§ **Study material**:

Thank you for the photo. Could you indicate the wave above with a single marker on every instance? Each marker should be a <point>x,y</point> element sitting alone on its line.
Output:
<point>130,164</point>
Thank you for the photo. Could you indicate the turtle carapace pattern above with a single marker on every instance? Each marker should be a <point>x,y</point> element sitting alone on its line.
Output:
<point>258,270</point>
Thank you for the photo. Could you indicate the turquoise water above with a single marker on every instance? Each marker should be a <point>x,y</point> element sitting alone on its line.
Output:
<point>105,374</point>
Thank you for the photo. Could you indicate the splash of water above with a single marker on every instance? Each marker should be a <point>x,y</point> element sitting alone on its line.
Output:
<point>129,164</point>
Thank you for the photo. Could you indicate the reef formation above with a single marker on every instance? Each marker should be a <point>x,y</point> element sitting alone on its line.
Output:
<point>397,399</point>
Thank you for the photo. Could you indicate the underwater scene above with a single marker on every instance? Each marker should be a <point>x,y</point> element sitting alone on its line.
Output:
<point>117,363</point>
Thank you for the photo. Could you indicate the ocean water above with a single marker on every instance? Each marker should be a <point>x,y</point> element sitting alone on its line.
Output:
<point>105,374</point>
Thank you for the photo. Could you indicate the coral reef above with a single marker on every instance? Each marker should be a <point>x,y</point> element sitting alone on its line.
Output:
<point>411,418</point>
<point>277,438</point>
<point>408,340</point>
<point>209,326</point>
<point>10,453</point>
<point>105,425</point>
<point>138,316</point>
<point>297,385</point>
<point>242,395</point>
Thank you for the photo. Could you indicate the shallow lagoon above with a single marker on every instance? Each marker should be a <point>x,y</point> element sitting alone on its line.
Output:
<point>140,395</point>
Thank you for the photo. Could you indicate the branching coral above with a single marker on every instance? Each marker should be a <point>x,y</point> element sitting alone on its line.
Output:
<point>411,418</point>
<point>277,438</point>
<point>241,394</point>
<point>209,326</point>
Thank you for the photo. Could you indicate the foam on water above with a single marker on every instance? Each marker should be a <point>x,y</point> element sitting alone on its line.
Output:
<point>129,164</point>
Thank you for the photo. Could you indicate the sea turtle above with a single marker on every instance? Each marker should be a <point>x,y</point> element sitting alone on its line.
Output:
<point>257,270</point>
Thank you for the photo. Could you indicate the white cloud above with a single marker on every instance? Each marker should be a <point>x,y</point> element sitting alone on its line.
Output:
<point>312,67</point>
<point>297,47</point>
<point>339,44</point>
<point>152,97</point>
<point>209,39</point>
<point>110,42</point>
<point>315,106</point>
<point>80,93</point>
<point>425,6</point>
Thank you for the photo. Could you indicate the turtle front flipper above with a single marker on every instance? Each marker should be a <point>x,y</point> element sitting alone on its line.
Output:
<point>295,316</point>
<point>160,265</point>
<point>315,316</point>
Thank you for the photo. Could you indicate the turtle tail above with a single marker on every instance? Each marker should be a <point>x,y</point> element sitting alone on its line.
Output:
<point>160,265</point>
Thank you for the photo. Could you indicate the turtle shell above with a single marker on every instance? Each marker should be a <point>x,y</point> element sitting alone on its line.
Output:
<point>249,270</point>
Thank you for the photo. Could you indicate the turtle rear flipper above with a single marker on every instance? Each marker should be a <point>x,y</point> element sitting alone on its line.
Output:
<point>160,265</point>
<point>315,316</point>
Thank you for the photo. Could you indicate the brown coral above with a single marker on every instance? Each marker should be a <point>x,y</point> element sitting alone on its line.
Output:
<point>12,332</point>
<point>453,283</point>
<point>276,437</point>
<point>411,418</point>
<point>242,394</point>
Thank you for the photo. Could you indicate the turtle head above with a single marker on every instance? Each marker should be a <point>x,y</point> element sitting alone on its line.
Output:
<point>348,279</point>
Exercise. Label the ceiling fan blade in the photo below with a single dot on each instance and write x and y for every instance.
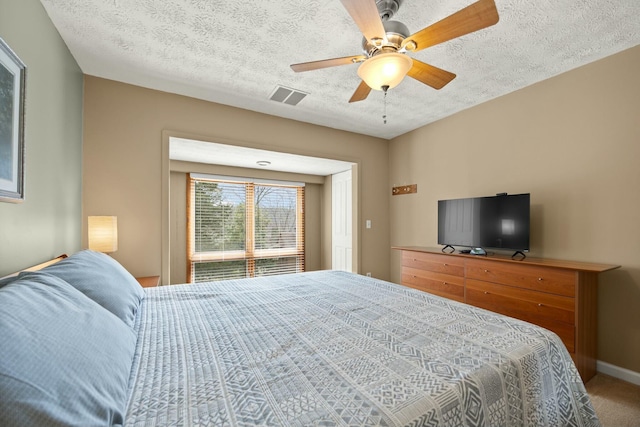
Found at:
(316, 65)
(432, 76)
(361, 92)
(477, 16)
(366, 16)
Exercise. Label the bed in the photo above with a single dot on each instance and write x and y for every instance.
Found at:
(88, 346)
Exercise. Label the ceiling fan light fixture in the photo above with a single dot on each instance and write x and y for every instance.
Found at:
(385, 69)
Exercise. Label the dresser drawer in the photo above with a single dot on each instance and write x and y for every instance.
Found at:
(545, 279)
(444, 285)
(434, 262)
(553, 312)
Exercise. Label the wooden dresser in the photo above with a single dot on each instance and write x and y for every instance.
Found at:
(558, 295)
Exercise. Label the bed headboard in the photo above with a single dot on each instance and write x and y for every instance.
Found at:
(38, 266)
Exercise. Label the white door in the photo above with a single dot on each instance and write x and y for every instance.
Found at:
(341, 222)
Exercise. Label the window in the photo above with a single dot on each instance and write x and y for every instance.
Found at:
(240, 229)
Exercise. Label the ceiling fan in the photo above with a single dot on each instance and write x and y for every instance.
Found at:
(385, 63)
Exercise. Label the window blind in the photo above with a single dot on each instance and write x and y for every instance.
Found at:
(243, 229)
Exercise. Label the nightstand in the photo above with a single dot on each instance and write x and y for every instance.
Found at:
(149, 281)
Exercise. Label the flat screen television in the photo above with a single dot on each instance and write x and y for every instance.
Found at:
(495, 222)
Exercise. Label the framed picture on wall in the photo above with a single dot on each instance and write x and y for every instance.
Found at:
(12, 87)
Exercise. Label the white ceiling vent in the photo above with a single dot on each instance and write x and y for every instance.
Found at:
(287, 95)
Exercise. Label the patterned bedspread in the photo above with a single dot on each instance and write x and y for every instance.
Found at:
(339, 349)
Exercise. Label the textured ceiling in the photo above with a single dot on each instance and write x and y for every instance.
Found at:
(238, 52)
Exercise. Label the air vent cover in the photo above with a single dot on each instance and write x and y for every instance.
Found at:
(287, 95)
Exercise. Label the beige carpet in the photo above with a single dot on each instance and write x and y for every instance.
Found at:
(616, 402)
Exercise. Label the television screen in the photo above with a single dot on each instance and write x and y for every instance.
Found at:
(495, 222)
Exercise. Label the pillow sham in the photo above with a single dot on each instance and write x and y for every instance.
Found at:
(102, 279)
(64, 360)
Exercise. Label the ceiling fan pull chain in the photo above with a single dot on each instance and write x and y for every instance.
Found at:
(384, 113)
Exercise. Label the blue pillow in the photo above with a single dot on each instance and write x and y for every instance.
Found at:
(8, 279)
(64, 360)
(102, 279)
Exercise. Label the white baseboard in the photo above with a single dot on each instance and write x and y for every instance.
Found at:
(618, 372)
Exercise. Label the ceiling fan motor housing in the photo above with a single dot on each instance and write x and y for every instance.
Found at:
(396, 32)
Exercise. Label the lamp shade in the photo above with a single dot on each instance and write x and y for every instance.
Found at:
(385, 69)
(103, 233)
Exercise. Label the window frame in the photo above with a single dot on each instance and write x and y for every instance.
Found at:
(250, 254)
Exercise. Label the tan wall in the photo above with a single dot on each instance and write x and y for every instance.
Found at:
(48, 222)
(573, 142)
(123, 138)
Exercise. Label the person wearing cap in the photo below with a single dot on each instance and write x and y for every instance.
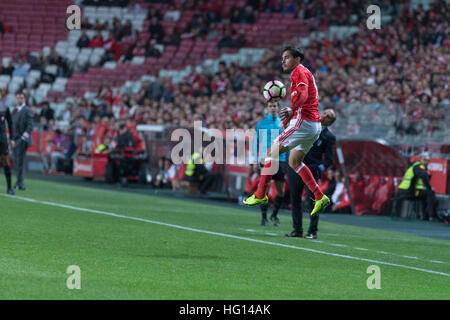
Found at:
(416, 184)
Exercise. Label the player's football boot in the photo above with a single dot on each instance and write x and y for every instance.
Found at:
(320, 205)
(253, 201)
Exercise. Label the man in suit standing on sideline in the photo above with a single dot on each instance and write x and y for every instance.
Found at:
(22, 120)
(324, 146)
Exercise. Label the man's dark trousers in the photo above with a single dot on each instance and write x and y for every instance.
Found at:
(19, 153)
(296, 186)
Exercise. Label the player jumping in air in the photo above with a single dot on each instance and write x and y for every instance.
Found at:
(301, 128)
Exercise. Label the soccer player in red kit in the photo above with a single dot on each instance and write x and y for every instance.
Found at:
(301, 128)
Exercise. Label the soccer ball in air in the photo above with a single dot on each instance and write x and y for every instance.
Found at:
(274, 90)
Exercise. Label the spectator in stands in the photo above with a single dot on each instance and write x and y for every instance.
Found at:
(96, 41)
(113, 47)
(240, 41)
(151, 50)
(85, 24)
(99, 26)
(67, 114)
(108, 112)
(173, 37)
(153, 12)
(226, 41)
(134, 8)
(60, 148)
(83, 41)
(9, 69)
(235, 16)
(47, 112)
(246, 16)
(116, 29)
(21, 70)
(172, 14)
(212, 33)
(125, 31)
(156, 29)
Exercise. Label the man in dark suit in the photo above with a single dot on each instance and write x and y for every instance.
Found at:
(322, 148)
(5, 120)
(22, 120)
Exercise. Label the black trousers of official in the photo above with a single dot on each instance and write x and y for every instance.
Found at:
(19, 153)
(296, 186)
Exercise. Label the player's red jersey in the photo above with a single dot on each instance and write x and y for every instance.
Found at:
(309, 110)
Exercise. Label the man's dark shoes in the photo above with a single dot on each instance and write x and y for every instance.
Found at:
(275, 220)
(294, 234)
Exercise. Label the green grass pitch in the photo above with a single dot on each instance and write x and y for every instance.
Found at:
(134, 246)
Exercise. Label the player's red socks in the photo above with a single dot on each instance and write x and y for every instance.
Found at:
(307, 177)
(266, 176)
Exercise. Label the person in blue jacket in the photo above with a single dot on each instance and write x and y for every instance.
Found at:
(267, 129)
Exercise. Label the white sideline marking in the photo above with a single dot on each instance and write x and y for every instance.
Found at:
(226, 235)
(409, 257)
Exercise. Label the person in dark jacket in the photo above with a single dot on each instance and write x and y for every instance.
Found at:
(5, 119)
(318, 159)
(22, 123)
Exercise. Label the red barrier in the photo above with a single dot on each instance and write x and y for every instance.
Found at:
(35, 147)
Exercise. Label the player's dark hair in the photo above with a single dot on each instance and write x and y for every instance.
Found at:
(296, 52)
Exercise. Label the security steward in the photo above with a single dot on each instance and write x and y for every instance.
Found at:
(5, 119)
(196, 173)
(416, 184)
(318, 159)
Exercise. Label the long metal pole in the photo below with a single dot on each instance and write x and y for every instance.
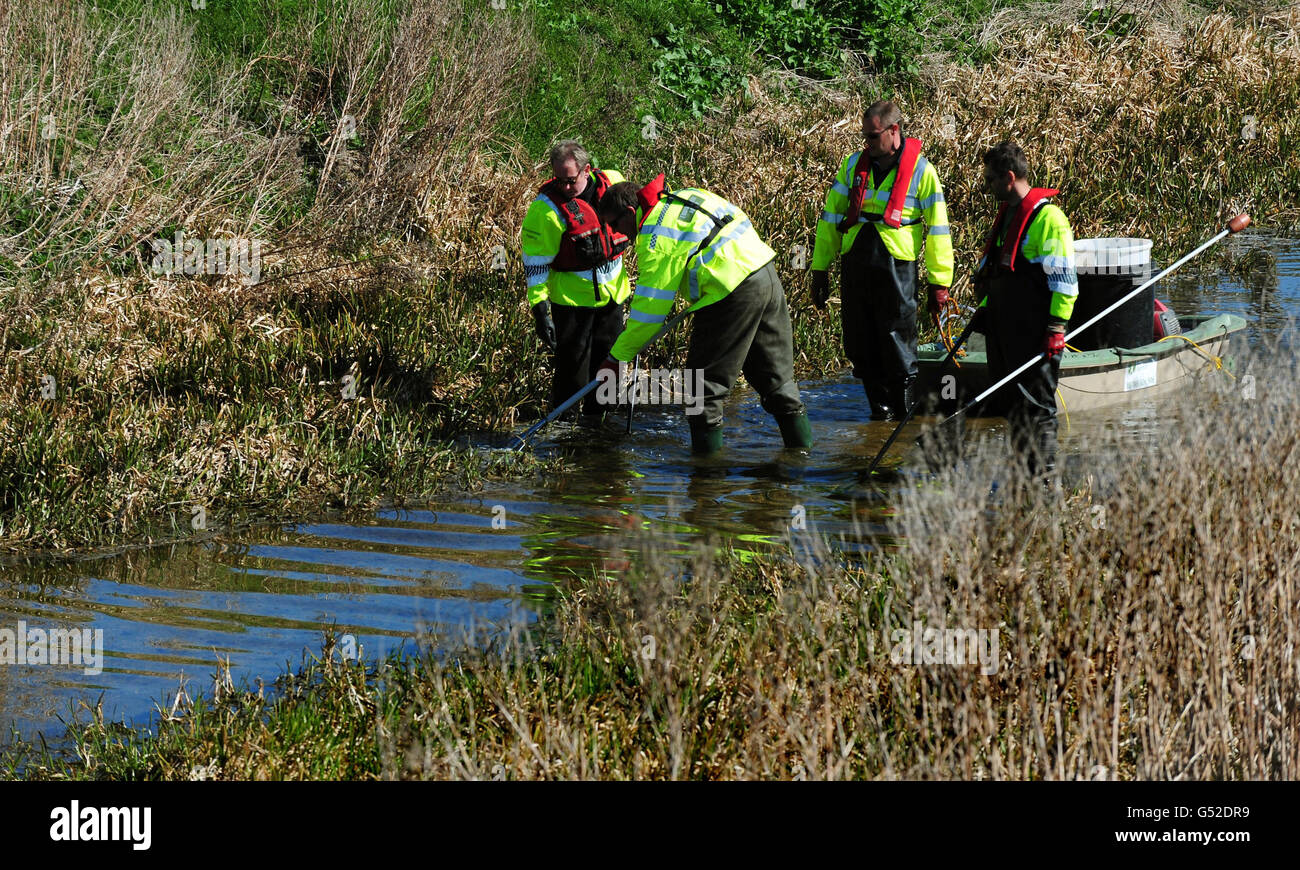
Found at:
(573, 399)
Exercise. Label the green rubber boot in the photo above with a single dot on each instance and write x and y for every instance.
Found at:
(796, 431)
(705, 441)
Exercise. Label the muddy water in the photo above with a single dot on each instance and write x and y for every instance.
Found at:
(482, 565)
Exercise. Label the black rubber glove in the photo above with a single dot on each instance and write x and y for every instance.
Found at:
(820, 288)
(545, 325)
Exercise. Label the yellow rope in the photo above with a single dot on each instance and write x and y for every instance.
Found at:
(1217, 360)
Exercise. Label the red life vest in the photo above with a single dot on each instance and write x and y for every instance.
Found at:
(586, 243)
(897, 195)
(1023, 215)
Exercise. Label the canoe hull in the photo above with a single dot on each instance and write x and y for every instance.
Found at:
(1095, 379)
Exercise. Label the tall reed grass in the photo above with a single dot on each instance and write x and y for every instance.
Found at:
(1145, 630)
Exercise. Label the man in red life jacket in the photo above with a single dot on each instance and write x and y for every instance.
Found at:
(872, 216)
(1028, 284)
(576, 281)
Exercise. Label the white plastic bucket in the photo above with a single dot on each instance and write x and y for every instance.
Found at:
(1112, 255)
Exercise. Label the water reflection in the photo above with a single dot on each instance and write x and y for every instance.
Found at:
(484, 565)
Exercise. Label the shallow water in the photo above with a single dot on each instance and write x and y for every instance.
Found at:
(482, 565)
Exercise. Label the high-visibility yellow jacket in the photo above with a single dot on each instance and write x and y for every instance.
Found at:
(924, 202)
(670, 260)
(1045, 256)
(540, 238)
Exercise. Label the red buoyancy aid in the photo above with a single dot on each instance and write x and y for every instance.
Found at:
(897, 195)
(586, 243)
(1023, 213)
(649, 195)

§ **Your objective**:
Working from the records above, write out verbatim only the lines from the line containing "Exercise. Label the person in blue" through the line containing "Exercise. Label the person in dark".

§ **Output of the task**:
Exercise. Label the person in blue jacket in the photo above with a single dot on each instance and write x and y for every instance.
Found at:
(267, 129)
Exercise. Label the white sideline marking in the photo above with a single dot on each instance and write x and y for every instance.
Found at:
(226, 235)
(409, 257)
Exercise. Label the person in dark jacket in the photo above with a single dot on each instance and write x and y for every instance.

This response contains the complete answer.